▶ Given passage:
FlagEmbedding icon indicating copy to clipboard operation
FlagEmbedding copied to clipboard

How Llam2 & BGE is finetuned in LM-Cocktail

Open cahuja1992 opened this issue 2 years ago • 1 comments

There is a table in the paper mentioning the data splits (train-test) of every domain. But the finetuning-related details are not there, can you please provide the finetuning details as well, like follows:

  • What are the hyperparameters used for finetuning?
  • If we need to reproduce the finetuned model, how that can be done?
  • Is any hyperparameter tuning done for finetuning the base model on the target domain?

cahuja1992 avatar Jan 04 '24 08:01 cahuja1992

Thanks for your interest in our work!

  1. We show the important hyperparameters in section 3: Experimental setup. Here is the detailed command we used to finetune llama with Fastchat tool: --num_train_epochs 3
    --per_device_train_batch_size 2
    --per_device_eval_batch_size 2
    --gradient_accumulation_steps 8
    --evaluation_strategy "no"

▶ Given information:
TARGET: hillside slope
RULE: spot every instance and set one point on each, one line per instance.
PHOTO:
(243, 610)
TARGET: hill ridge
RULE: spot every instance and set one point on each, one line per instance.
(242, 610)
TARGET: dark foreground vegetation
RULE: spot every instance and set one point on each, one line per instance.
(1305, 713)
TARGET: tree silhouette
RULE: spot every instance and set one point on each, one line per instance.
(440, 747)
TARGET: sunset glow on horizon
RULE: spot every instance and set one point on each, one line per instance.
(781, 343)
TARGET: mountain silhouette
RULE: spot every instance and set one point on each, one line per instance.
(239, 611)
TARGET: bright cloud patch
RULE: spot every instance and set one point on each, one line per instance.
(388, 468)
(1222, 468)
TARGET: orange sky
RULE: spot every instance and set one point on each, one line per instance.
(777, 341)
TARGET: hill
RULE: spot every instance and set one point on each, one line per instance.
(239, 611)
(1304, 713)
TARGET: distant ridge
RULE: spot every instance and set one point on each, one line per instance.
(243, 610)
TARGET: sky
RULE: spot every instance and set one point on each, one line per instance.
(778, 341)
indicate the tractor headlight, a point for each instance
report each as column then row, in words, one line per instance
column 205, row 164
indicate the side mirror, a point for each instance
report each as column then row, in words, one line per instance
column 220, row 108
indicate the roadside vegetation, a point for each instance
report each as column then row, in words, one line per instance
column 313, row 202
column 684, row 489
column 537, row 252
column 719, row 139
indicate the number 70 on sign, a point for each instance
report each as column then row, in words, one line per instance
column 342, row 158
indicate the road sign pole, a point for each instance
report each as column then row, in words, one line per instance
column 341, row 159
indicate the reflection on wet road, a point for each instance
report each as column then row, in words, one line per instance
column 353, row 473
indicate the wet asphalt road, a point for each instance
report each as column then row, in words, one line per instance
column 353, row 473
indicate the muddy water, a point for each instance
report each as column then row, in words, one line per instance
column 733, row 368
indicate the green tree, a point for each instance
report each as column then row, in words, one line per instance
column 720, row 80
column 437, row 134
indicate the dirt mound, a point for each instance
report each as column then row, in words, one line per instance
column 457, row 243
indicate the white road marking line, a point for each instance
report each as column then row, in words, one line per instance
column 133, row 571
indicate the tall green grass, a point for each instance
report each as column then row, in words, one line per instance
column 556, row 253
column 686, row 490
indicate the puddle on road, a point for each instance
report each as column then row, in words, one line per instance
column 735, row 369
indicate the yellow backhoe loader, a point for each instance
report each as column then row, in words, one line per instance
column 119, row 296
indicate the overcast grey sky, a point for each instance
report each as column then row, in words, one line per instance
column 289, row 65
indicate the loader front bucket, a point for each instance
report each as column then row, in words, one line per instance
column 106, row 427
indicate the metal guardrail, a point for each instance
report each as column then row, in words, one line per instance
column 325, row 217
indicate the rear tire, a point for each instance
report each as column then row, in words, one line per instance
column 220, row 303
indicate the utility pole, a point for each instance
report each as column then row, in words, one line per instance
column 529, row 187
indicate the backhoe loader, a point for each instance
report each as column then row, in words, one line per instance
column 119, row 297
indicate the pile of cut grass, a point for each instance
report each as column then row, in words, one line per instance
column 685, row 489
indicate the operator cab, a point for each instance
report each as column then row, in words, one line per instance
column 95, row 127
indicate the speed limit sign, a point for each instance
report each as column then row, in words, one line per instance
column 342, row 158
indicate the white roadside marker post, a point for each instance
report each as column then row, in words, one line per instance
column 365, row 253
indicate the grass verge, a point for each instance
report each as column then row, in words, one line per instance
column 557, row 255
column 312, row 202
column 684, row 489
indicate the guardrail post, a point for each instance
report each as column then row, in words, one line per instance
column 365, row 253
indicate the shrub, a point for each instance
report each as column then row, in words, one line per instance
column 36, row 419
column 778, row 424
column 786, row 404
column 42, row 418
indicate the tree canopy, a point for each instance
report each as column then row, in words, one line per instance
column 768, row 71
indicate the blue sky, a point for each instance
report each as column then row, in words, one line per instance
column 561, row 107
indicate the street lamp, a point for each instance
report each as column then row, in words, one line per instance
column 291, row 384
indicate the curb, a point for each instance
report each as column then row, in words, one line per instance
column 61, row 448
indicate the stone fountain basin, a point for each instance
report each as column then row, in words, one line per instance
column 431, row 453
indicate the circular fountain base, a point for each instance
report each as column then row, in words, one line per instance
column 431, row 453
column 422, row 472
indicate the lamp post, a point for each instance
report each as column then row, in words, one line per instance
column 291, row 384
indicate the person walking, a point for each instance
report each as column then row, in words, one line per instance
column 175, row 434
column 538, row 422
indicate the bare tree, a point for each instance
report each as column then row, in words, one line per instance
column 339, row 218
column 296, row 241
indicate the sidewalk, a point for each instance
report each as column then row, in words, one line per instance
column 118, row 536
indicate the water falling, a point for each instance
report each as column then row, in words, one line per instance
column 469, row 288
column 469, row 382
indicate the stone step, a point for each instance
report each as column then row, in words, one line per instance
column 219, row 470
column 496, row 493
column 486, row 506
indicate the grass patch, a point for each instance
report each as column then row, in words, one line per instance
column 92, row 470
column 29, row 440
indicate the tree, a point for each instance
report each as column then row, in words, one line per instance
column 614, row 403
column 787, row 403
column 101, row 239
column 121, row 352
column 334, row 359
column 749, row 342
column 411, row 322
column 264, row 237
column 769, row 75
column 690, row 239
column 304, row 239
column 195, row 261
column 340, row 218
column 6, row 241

▶ Set problem 1: List every command-line flag in the fine-tuning thread's reply, each with the value given for it.
▶ Set problem 2: Quote the stretch of the fine-tuning thread from "Open cahuja1992 opened" through "the target domain?".
The material is not needed for this work.

▶ Exercise solution 1:
--num_train_epochs 3
--per_device_train_batch_size 2
--per_device_eval_batch_size 2
--gradient_accumulation_steps 8
--evaluation_strategy "no"

▶ Exercise solution 2:
Open cahuja1992 opened this issue 2 years ago • 1 comments

There is a table in the paper mentioning the data splits (train-test) of every domain. But the finetuning-related details are not there, can you please provide the finetuning details as well, like follows:

  • What are the hyperparameters used for finetuning?
  • If we need to reproduce the finetuned model, how that can be done?
  • Is any hyperparameter tuning done for finetuning the base model on the target domain?